## DATA PROVIDED
*** Block opens ***

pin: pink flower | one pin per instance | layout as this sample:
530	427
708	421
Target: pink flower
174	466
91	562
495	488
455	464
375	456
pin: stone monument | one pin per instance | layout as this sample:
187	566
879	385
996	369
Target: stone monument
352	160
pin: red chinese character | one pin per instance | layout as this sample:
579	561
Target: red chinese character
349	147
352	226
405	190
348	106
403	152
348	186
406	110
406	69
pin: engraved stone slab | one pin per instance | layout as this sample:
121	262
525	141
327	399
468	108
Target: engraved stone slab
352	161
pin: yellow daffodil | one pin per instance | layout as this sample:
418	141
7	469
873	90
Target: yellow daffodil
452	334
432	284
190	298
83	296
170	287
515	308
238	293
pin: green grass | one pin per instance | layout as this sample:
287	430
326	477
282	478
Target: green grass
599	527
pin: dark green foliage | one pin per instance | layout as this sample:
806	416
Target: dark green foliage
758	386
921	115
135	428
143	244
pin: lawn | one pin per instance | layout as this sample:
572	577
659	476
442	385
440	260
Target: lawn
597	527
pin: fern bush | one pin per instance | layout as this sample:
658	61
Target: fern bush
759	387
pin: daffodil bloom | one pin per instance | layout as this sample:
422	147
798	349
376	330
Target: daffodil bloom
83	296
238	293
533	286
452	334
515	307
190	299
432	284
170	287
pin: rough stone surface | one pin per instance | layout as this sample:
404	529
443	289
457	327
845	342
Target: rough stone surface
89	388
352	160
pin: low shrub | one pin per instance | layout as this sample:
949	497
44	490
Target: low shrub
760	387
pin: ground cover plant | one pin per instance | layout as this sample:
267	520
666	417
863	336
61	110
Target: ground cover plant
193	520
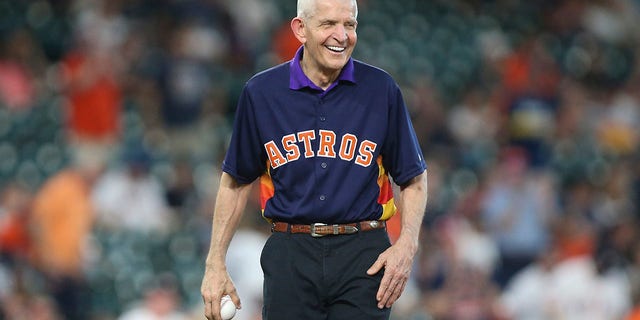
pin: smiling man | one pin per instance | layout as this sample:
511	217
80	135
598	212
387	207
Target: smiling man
324	134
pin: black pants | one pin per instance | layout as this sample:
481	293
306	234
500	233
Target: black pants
322	278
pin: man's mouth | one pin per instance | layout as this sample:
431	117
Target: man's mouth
335	49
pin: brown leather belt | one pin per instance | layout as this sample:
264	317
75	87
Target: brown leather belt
321	229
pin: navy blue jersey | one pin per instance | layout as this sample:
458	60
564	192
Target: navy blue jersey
323	156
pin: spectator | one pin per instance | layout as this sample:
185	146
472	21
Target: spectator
62	223
129	198
160	302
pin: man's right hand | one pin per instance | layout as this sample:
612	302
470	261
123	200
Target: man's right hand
216	284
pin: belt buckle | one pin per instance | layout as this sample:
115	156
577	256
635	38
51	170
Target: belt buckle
313	230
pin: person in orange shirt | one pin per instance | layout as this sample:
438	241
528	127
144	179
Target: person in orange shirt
62	220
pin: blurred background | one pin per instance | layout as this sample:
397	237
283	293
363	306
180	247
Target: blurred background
114	118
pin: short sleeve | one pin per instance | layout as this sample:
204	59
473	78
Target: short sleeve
245	159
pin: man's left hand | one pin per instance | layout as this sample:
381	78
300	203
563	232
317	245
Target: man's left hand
397	262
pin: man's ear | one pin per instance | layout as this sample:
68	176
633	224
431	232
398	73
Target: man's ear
297	26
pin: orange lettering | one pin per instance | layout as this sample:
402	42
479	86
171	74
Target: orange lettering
327	142
275	157
289	144
366	150
348	147
306	137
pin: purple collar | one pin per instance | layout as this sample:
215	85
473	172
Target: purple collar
299	80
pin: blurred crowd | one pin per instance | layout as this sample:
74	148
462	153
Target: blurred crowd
114	118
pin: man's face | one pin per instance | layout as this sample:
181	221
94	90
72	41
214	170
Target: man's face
330	35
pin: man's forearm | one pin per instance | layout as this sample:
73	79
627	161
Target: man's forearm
230	203
413	203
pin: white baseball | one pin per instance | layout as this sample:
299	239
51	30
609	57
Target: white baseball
227	308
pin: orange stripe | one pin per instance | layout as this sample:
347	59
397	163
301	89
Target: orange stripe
385	199
267	189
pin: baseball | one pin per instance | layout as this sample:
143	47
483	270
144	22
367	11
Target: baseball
227	308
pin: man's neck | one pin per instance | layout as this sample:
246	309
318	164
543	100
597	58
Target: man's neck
318	77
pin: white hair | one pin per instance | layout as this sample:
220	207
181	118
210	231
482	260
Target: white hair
307	8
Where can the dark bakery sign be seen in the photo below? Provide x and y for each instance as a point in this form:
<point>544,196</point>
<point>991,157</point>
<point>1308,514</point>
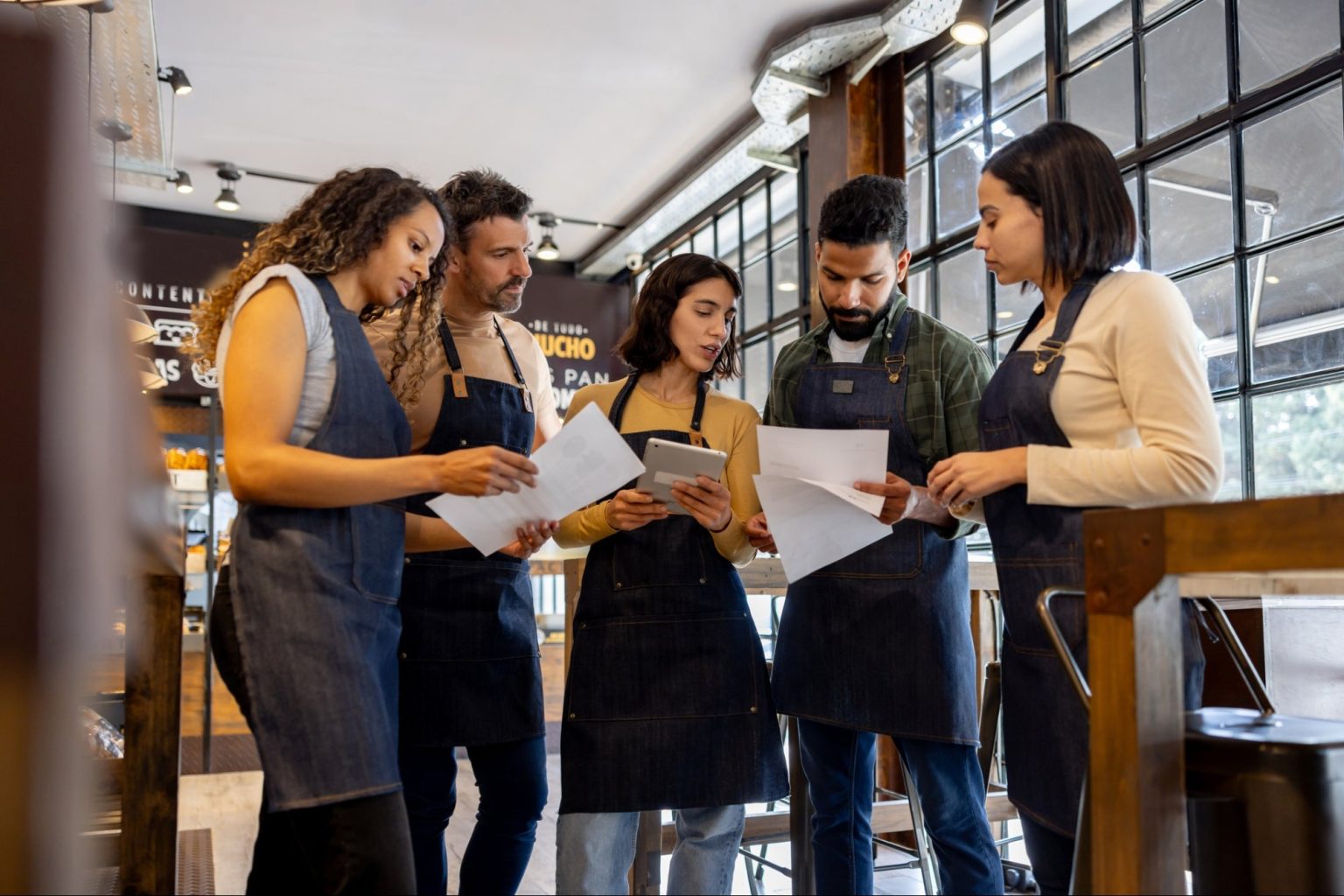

*** Block closes ***

## WHAT IS BEING ASKED
The answer must be the listing above, restated word for word, with no images in it.

## FINAL ANSWER
pin: pink flower | one pin per instance | layout as this sample:
530	427
708	421
Target: pink flower
174	466
91	562
495	488
455	464
375	456
pin: stone monument | one pin per instance | layout as this sample:
187	566
879	385
996	369
Target: stone monument
352	160
pin: red chinese character | one pin per instance | layout as this sample:
579	561
Target: red chinese character
349	147
352	226
405	190
348	106
403	152
348	186
406	110
406	69
pin: engraved stone slab | one pin per instance | layout as this sample:
121	262
525	141
327	399
468	108
Target: engraved stone slab
352	161
pin: yellow daffodil | one pin per instance | layout as this sample:
418	141
7	469
873	90
Target: yellow daffodil
452	334
432	284
190	298
83	296
170	287
515	308
238	293
pin: green grass | one pin per instance | layout as this sample:
287	430
326	477
282	478
Target: green grass
599	527
pin: dark green foliage | one pin per instance | layout as this sample:
806	416
Target: dark green foliage
758	386
921	115
135	428
143	244
pin: lawn | one pin per instance | layout as this sample:
572	577
659	476
442	385
440	260
Target: lawn
597	527
pin: fern bush | one pin per instance | layout as this sample:
658	61
Target: fern bush
759	387
pin: daffodil bloom | one pin per instance | layout as this sample:
422	147
798	349
376	330
Target: daffodil bloom
83	296
238	293
533	286
452	334
515	307
190	299
432	284
170	287
pin: rough stone surface | one pin per instance | layout as this sample:
404	529
443	289
457	327
845	342
Target: rough stone surface
89	388
352	160
pin: low shrub | one pin per instance | layout as this sample:
949	497
44	490
Target: low shrub
760	387
pin: ground cover plant | one pin per instance | layout as this sample:
267	520
666	417
863	336
61	110
Target: ground cover plant
193	520
pin: smiling man | one pin per instance | layout as this sample:
511	217
80	135
598	212
387	207
Target: smiling man
324	134
pin: black pants | one pin per instance | layout as this sample:
481	293
306	234
500	233
Target: black pants
322	278
pin: man's mouth | one pin per instance | layout as this sample:
431	117
Target: man's mouth
335	49
pin: brown leather belt | one pin per instance | layout as this sample:
264	317
75	87
Target: brown leather belt
321	229
pin: navy blue jersey | one pin per instance | layout as this sample:
458	60
564	192
Target: navy blue jersey
323	156
pin: spectator | one pin per instance | layout as this sample:
185	146
472	21
Target: spectator
62	223
129	198
160	302
pin: man's right hand | one pin per instance | layout as this sample:
612	302
470	261
123	200
Target: man's right hand
216	284
pin: belt buckle | one pin per instance | layout as this sample:
115	156
577	256
635	38
51	170
Target: belt buckle
313	230
pin: person in orange shirt | one pin per instance | layout as this sample:
438	241
528	127
144	179
Target: person in orange shirt
62	220
pin: blurred background | one pin per instance | layout as this sample:
397	237
283	293
363	306
180	247
Target: blurred background
114	118
pin: short sleeve | one pin per instance | layout as this sample:
204	59
473	78
Target: short sleeve
245	159
pin: man's left hand | one pin per instance | layout as this sample:
381	78
300	203
563	232
317	245
Target: man's left hand
397	262
pin: man's ear | one pin per instance | layout as this sample:
68	176
633	224
431	232
398	73
Target: man's ear
297	26
pin: orange lettering | one pin per instance | layout as this sample:
402	42
479	86
171	74
Target: orange lettering
327	142
275	157
289	144
366	150
348	147
306	137
pin: purple collar | one pin per instance | layout as this sample:
215	85
473	172
Target: purple collar
299	80
pin: blurred crowd | one pin per instance | layout as this sample:
74	148
462	153
Target: blurred crowd
114	118
pin: man's face | one pin per instance | layout as this sample:
181	221
94	90
72	41
214	170
Target: man's face
330	35
pin: man's forearm | one pin per instance | layout as this sample:
73	79
627	161
Target: man's forearm
230	203
413	203
pin: white baseball | one pin per instance | layout as this sample:
299	239
51	30
609	57
Target: white baseball
227	308
pin: orange stripe | one pin per instance | layout as this sample:
347	59
397	163
301	89
Target: orange stripe
385	199
267	189
pin: baseball | one pin per instance | layout as this sample:
143	47
483	270
144	22
367	11
Target: baseball
227	308
pin: man's neck | one pin per instance | layout as this sample:
246	309
318	164
543	100
597	58
Target: man's neck
318	77
pin: white hair | one pin per instance | layout as this sample:
220	207
181	118
210	231
482	260
Target: white hair
307	8
Where can the dark bakery sign be seen in the photo below? Provide x and y for each instance as a point in this form:
<point>544,196</point>
<point>991,157</point>
<point>1308,514</point>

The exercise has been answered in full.